> _FRAGMENTO DE TEXTO_:
##############################
Cuando a uno le gusta mucho algo —y pueden apasionarle a uno muchas y muy diversas cosas, de la música a la pintura pasando por la literatura, además del cine—, es normal que sienta mayor afinidad por unos artistas que por otros, que comprenda mejor su modo de pensar o comparta su estética o su estrategia narrativa, que entienda o no su evolución, que nos crezcan o nos desilusionen a partir de un momento dado, lo que generalmente se debe a razones que ignoramos, que tal vez podamos intuir, pero que no lograremos saber con seguridad ni siquiera si lográsemos interrogarles, porque nada garantiza que nos dijesen la verdad, suponiendo que ellos mismos la supiesen. También pueden intrigarnos, despertar nuestra curiosidad o decepcionarla tras unos inicios muy prometedores.
Comprendo que se considere poco científico decir si una película nos resulta, es o cae simpática, indiferente o antipática, pero creo que ocultar ese dato, en absoluto irrelevante, supone una insinceridad, cuando no algo peor, una trampa. Y como no creo que el arte sea una ciencia, ni tampoco, al menos cuando es parcialmente o tentativamente artístico —que es el que de verdad me interesa e importa—, que el cine sea precisamente el producto de una actividad científica o industrial, no veo razón alguna que sustente la idea de que deba ejercerse por todo el mundo una supuesta “crítica científica” que suelen certificar como tal (y acaso leer, que no practicar) sus meros partidarios.
Valga esta advertencia para explicar que, no siéndome Fellini un autor cinematográfico —cosa que indudablemente fue siempre, y muy consciente y hasta deliberada y ostentosamente a partir de cierto momento— particularmente simpático o afín, y a veces resultarme, por el contrario, insuperablemente antipático —contaría entre las películas por las que menos afecto siento y cuya visión me provoca mayor impaciencia, ganas de desertar, fatiga y claustrofobia Otto e mezzo, Satyricon y La città delle donne —, en otros casos, como en el de Ginger e Fred, que es una de las últimas que realizó, me sucede, afortunadamente para mí, lo contrario, y más todavía que en casi todas las otras que prefiero de las suyas, como E la nave va.
Ginger e Fred me es enormemente simpática, la encuentro a la vez muy divertida, muy certeramente crítica y fundadamente melancólica, una sátira que no es cruel, sino sensible y generosa no solo para con sus personajes principales, venidos a menos, olvidados, envejecidos y todavía algo ilusos, pero que se resisten, siquiera por un rato, a sumirse en la depresión. Sobre todo la más equilibrada Ginger (Giulietta Masina), pero también, en el fondo, el más quejumbroso, decaído y solitario Fred (Marcello Mastroianni).
Los dos, a diferencia de la televisión berlusconiana (modelo hoy dominante en todos los países en que he visto algo de su programación televisiva) que les ha convocado como “viejas glorias” en un desfile caótico de variopintos personajes exóticos, estrafalarios o patéticos (un almirante senil, unos enanos de circo, varios imitadores o “dobles” de celebridades… a los que Fellini mira con cariño, dignidad, respeto y comprensión, aunque sean simples comparsas en la economía narrativa de la película) meramente para explotarlos como espectáculo y así rellenar el tiempo de un disparatado programa de Fin de Año, tan chapucero como hipócritamente sensiblero. Son personas, y no, como tantos personajes de Fellini post-La dolce vita, meras caricaturas casi monstruosas.
##############################
> _REGISTROS DE DATOS_:
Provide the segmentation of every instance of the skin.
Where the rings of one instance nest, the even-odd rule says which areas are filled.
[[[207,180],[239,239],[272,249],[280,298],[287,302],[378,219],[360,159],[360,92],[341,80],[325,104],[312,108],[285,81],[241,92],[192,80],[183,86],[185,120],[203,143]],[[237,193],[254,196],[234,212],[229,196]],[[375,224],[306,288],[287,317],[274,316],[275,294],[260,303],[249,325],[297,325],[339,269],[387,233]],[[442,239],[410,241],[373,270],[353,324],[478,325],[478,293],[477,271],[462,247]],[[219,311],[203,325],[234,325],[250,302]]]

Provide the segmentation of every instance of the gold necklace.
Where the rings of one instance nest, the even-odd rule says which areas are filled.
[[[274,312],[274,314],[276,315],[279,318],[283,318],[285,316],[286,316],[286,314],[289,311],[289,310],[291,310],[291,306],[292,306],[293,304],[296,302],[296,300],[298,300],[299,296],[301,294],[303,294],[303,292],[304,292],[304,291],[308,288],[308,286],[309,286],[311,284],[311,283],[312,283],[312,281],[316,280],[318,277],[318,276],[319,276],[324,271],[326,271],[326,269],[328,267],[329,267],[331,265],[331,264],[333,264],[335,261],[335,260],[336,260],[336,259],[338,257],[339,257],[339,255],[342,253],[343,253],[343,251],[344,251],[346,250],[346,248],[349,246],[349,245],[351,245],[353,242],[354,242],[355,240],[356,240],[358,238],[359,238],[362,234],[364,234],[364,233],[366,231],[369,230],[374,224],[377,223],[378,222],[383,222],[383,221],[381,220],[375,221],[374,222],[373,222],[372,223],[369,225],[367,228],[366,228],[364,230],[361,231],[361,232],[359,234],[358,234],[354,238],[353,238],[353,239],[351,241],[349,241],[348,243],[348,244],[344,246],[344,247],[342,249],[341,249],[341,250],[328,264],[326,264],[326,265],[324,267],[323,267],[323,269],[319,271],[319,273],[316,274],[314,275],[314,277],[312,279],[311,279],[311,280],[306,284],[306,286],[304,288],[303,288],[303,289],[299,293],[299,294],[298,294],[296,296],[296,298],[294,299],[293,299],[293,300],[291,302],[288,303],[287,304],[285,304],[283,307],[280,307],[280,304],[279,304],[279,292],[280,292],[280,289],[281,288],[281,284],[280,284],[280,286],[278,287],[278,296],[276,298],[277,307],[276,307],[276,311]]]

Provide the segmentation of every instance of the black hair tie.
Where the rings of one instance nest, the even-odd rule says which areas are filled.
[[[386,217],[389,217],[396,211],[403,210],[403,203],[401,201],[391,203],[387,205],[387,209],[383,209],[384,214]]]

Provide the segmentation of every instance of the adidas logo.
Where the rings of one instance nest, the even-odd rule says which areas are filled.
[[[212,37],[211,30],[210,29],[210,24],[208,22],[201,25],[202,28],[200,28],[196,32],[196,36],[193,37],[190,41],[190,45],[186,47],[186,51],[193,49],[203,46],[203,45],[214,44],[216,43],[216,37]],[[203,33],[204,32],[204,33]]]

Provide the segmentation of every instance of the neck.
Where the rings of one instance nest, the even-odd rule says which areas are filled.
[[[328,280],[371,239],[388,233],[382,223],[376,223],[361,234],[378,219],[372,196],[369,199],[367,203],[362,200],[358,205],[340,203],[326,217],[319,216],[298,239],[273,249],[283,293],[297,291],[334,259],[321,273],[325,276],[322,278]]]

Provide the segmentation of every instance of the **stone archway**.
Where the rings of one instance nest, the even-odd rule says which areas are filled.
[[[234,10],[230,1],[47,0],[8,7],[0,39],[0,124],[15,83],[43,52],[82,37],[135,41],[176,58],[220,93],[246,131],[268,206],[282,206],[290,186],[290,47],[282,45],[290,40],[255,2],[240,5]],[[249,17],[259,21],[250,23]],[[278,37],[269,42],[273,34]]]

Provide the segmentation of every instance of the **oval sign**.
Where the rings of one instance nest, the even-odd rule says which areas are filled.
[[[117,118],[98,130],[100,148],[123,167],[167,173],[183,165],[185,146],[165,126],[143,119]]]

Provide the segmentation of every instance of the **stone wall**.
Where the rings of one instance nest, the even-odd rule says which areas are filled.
##############################
> _LISTA DE TAREAS_:
1. Según el fragmento de texto, ¿qué actriz interpreta a Ginger en Ginger e Fred?
2. Cita literalmente el pasaje del fragmento de texto que comienza en "Comprendo que se" y termina en "sus meros partidarios.".

> _SOLUCIONES POR TAREA_:
1. Giulietta Masina.

2.
Comprendo que se considere poco científico decir si una película nos resulta, es o cae simpática, indiferente o antipática, pero creo que ocultar ese dato, en absoluto irrelevante, supone una insinceridad, cuando no algo peor, una trampa. Y como no creo que el arte sea una ciencia, ni tampoco, al menos cuando es parcialmente o tentativamente artístico —que es el que de verdad me interesa e importa—, que el cine sea precisamente el producto de una actividad científica o industrial, no veo razón alguna que sustente la idea de que deba ejercerse por todo el mundo una supuesta “crítica científica” que suelen certificar como tal (y acaso leer, que no practicar) sus meros partidarios.